Problem to work on: Below are the records; copy exactly the lines from the first through the one containing "(1224, 331)", both included, and leave out the pictures.

Working data:
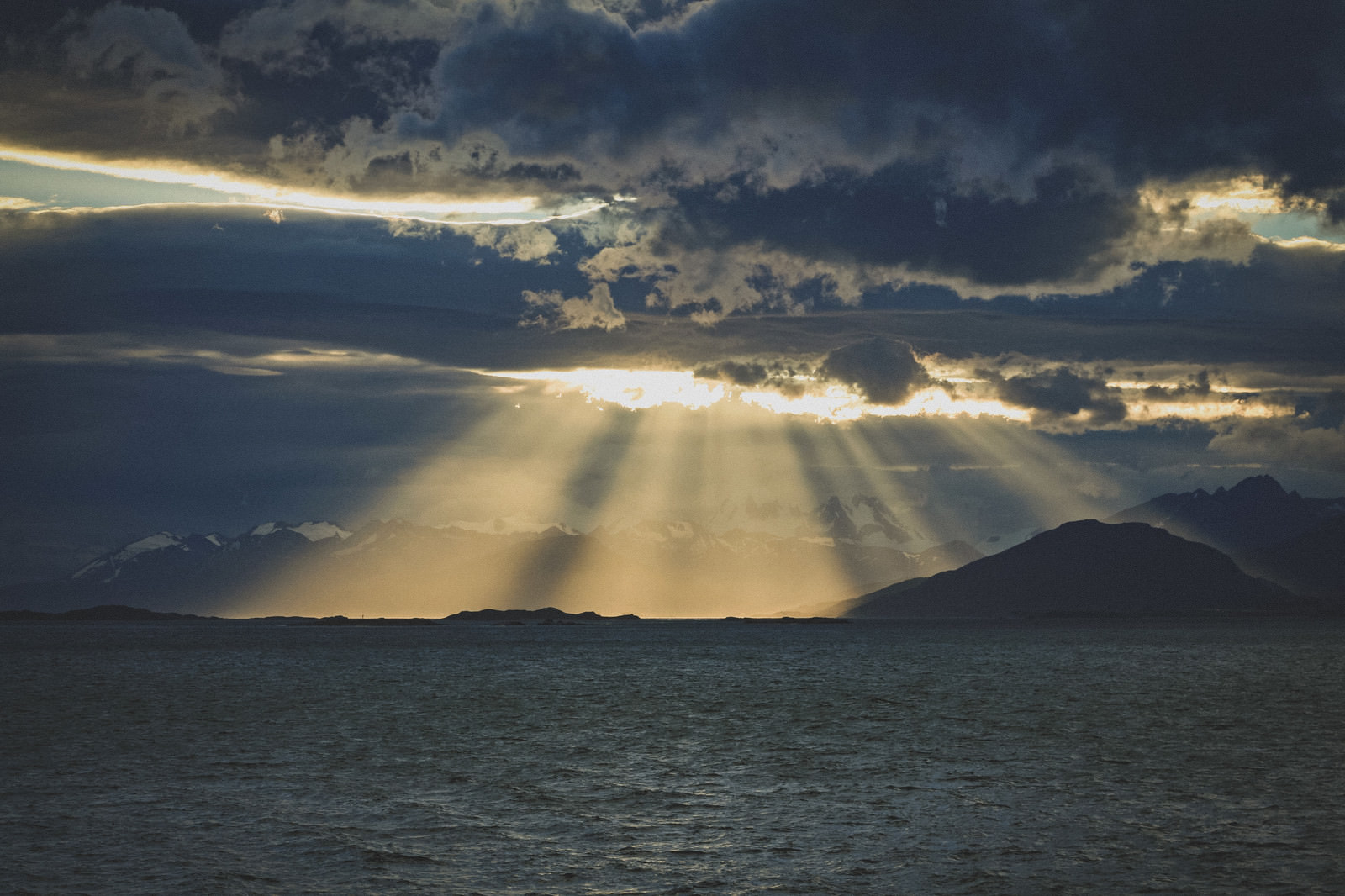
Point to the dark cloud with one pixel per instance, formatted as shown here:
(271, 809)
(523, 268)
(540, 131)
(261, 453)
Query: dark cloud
(885, 370)
(1062, 393)
(918, 215)
(735, 372)
(1197, 387)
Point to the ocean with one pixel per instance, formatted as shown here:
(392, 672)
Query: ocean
(672, 757)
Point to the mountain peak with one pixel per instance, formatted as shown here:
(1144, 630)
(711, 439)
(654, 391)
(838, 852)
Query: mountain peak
(1089, 568)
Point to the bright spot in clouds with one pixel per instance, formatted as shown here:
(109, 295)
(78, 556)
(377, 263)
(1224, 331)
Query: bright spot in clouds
(636, 389)
(641, 389)
(195, 186)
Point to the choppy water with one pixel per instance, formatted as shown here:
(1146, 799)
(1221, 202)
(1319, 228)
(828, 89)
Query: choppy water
(672, 757)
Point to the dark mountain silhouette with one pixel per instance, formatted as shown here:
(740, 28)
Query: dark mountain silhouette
(107, 613)
(1089, 568)
(1311, 564)
(1255, 513)
(652, 567)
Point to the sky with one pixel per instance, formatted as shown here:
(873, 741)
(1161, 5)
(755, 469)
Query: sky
(1000, 264)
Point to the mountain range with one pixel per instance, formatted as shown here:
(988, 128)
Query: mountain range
(1089, 568)
(1168, 556)
(649, 567)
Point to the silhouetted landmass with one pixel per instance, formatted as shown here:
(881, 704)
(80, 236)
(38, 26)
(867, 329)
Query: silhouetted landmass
(107, 613)
(790, 620)
(544, 615)
(1255, 513)
(1311, 564)
(1089, 568)
(347, 620)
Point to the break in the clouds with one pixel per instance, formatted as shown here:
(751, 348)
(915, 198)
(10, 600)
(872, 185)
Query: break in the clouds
(773, 154)
(293, 257)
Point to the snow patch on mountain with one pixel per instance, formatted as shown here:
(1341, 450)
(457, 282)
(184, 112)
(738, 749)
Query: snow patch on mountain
(159, 541)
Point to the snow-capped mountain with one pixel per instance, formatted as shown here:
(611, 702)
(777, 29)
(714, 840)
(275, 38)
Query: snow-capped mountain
(166, 556)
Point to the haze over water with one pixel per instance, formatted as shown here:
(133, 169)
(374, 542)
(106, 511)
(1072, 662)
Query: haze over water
(672, 757)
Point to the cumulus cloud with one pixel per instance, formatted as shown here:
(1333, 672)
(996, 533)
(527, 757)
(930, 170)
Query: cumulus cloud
(1282, 441)
(784, 155)
(884, 370)
(1058, 394)
(778, 376)
(595, 311)
(182, 87)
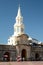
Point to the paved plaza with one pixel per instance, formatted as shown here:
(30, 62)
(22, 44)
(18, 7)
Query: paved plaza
(22, 63)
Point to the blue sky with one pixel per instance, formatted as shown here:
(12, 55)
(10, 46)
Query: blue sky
(32, 12)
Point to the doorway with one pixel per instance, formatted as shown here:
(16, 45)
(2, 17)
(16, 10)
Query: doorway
(23, 54)
(6, 56)
(36, 56)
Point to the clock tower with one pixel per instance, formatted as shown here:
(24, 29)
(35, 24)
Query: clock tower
(19, 26)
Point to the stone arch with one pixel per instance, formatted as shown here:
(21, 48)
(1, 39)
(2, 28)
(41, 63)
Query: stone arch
(6, 56)
(23, 54)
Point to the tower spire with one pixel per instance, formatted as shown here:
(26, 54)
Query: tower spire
(19, 11)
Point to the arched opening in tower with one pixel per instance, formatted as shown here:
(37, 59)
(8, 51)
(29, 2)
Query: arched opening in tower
(6, 56)
(23, 54)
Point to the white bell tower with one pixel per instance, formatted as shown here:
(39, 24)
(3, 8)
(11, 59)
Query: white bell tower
(19, 26)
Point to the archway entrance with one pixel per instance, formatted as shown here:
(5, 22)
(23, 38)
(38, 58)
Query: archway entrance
(36, 56)
(6, 56)
(23, 54)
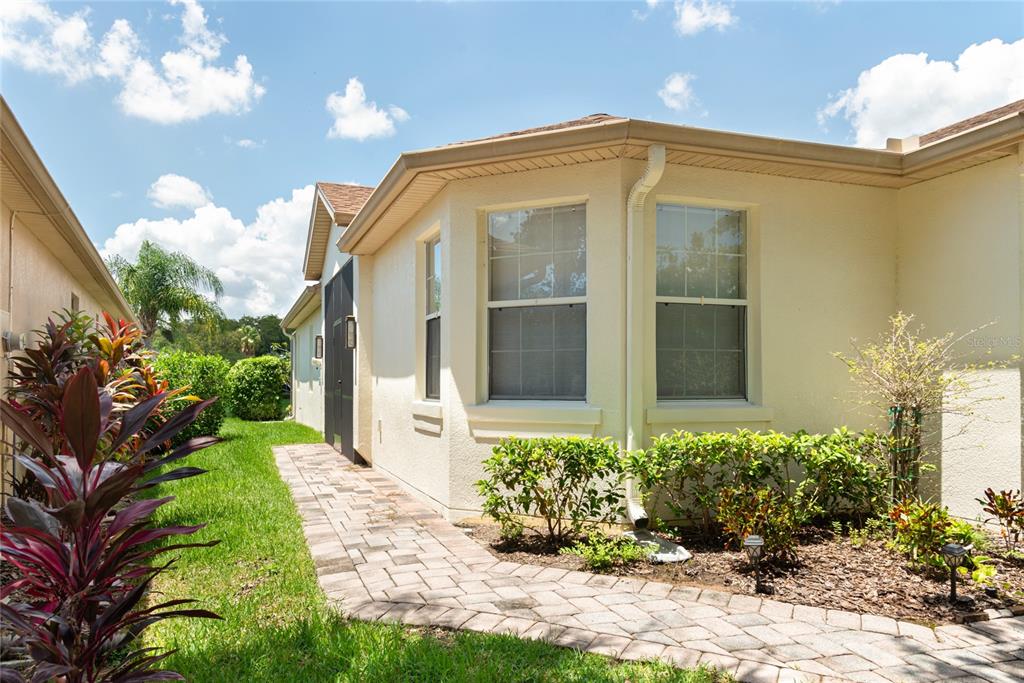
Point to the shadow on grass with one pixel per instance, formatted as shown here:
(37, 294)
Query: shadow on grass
(329, 648)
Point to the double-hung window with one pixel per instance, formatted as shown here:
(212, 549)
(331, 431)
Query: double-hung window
(432, 384)
(538, 303)
(700, 303)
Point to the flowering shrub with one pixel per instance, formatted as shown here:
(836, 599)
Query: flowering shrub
(568, 482)
(83, 559)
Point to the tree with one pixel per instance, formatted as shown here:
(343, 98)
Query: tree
(249, 339)
(164, 286)
(914, 380)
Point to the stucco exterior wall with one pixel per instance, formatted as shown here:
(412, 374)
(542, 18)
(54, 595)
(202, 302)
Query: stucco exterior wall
(41, 283)
(407, 444)
(823, 269)
(307, 381)
(960, 268)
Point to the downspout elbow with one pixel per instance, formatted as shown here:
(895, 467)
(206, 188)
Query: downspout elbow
(636, 205)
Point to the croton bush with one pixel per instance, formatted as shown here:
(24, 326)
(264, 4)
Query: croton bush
(85, 557)
(202, 377)
(93, 428)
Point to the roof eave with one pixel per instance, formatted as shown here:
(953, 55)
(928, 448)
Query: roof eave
(59, 210)
(302, 307)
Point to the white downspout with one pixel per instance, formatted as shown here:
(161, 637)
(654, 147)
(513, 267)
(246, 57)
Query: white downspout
(635, 306)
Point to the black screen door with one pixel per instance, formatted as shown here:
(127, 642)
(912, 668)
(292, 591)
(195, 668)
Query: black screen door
(338, 392)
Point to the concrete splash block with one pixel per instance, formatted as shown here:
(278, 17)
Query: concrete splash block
(662, 550)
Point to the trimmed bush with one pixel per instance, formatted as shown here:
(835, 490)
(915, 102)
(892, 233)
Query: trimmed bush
(255, 387)
(841, 474)
(569, 482)
(201, 376)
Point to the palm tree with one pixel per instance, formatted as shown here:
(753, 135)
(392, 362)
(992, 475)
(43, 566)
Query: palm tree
(249, 339)
(164, 286)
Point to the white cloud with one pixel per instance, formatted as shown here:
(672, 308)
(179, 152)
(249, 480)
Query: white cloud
(678, 92)
(356, 119)
(693, 16)
(259, 262)
(184, 85)
(909, 94)
(172, 191)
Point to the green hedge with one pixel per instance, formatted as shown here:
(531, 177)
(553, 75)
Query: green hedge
(823, 475)
(206, 377)
(256, 386)
(568, 482)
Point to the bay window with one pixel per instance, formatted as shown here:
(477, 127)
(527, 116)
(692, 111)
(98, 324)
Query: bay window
(537, 303)
(433, 319)
(700, 303)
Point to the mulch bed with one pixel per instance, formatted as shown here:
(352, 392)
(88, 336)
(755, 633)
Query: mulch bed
(829, 571)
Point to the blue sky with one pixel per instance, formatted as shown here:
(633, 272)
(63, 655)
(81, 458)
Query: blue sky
(442, 72)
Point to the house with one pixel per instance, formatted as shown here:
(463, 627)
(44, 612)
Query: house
(621, 278)
(47, 261)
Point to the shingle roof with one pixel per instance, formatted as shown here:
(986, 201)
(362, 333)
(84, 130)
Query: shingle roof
(573, 123)
(973, 122)
(345, 198)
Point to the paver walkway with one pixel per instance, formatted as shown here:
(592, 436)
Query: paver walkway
(382, 555)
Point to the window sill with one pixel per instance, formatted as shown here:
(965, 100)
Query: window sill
(708, 411)
(532, 418)
(428, 410)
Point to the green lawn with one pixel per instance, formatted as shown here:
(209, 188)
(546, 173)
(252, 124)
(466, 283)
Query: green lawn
(276, 626)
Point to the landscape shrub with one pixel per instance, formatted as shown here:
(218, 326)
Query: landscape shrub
(112, 349)
(768, 512)
(601, 552)
(82, 561)
(202, 377)
(568, 482)
(1007, 508)
(920, 529)
(688, 471)
(255, 387)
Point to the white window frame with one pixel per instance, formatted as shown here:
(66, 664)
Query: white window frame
(751, 385)
(485, 213)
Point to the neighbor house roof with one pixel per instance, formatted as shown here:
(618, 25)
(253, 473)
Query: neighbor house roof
(30, 190)
(417, 177)
(305, 304)
(334, 204)
(974, 122)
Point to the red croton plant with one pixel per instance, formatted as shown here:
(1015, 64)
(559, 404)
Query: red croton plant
(85, 557)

Completed exercise:
Point to the dark cloud with one pixel per instance, formatted as shown here:
(271, 809)
(523, 268)
(540, 131)
(261, 453)
Query: dark cloud
(885, 370)
(1062, 393)
(918, 215)
(735, 372)
(1197, 387)
Point to the ocean with one pixel per instance, formatted as shown here:
(392, 672)
Query: ocean
(672, 757)
Point to the mountain peak with one pixel per instance, formatted as shown here:
(1144, 630)
(711, 439)
(654, 391)
(838, 852)
Query: mountain peak
(1089, 568)
Point to the bright spot in clouds with one pixel per instance, formatted as shown here:
(109, 295)
(78, 556)
(377, 263)
(1224, 331)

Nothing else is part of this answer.